Excerpt:
========
In the '50s, the type of guy you dreamed of marrying some day defined you in many ways.
Spin or Marty?
Pat Boone or Elvis?
James Dean or Tab Hunter?
Good kid or rebel? White bucks or blue suede shoes? Crew cut or greaser?
David Nelson was clean-cut, the kind of boy your father would let you date, except if you had a father like mine. He did not have the word "date" in his vocabulary, and he would have preferred that I remain his little girl in taffeta dresses, petticoats, lacy white anklets and black patent leather shoes forever. I always hoped, though, that he would allow David to come calling, should the occasion arise.
RIP.

Thursday, January 6, 2011

Seeing blue

My blue plates have found their home once again.
They have moved from domicile to domicile, each relocation requiring me to find a suitable wall large enough to display them without looking garish or pretentious. They even accompanied me to Hawaii, where they remained in packing boxes because I had not researched the housing market well enough before I moved. Even though I did eventually find a minuscule apartment I could afford, the cement block walls did not lend themselves to hanging plates. With that exception, I have displayed them -- regardless of nuisance, regardless of the necessity for precise measuring, regardless of having to envision and re-envision a pattern that works -- no matter where I have gone. I have hung them so many times that I have memorized the dimensions. Each plate hanger must go 10 inches from another.
These are not just any blue plates. These are Royal Copenhagen Christmas plates. The Danish company has a remarkable history dating from the mid-1700s. It prides itself on superior craftsmanship in its trademark blue and white porcelain. The Christmas plates gain their value as collector's items based on a variety of factors, but their value to me is primarily sentimental.
My mother began gifting me with a plate each year, starting in 1962, for 25 years. I'm guessing the starting date must have had something to do with the first Christmas after I graduated from high school. Apparently she thought this rite of passage marked a new level a maturity, probably her wish more than a reality. Nonetheless, I have guarded them carefully through the decades. I have lived, at least with regard to the plates, up to her expectations.
This may account for her oft-repeated question during the process of my most recent move.
"Have you hung the plates yet?" she would ask each time I spoke to her on the phone.
"Not yet," I would reply, somewhat dreading the prospect while at the same time appreciating tradition.
I called her the moment I finished.  I've made her proud.
========
Source excerpt:
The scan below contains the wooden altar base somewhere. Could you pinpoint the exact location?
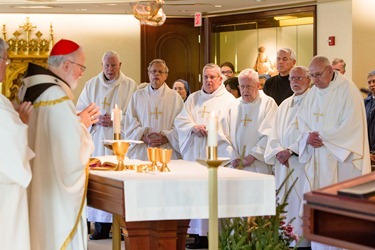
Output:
[303,172,375,250]
[87,175,190,250]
========
Written instruction:
Repeat word for word the part of the blog excerpt above between "David Nelson was" and "the occasion arise.", inclusive.

Problem solution:
David Nelson was clean-cut, the kind of boy your father would let you date, except if you had a father like mine. He did not have the word "date" in his vocabulary, and he would have preferred that I remain his little girl in taffeta dresses, petticoats, lacy white anklets and black patent leather shoes forever. I always hoped, though, that he would allow David to come calling, should the occasion arise.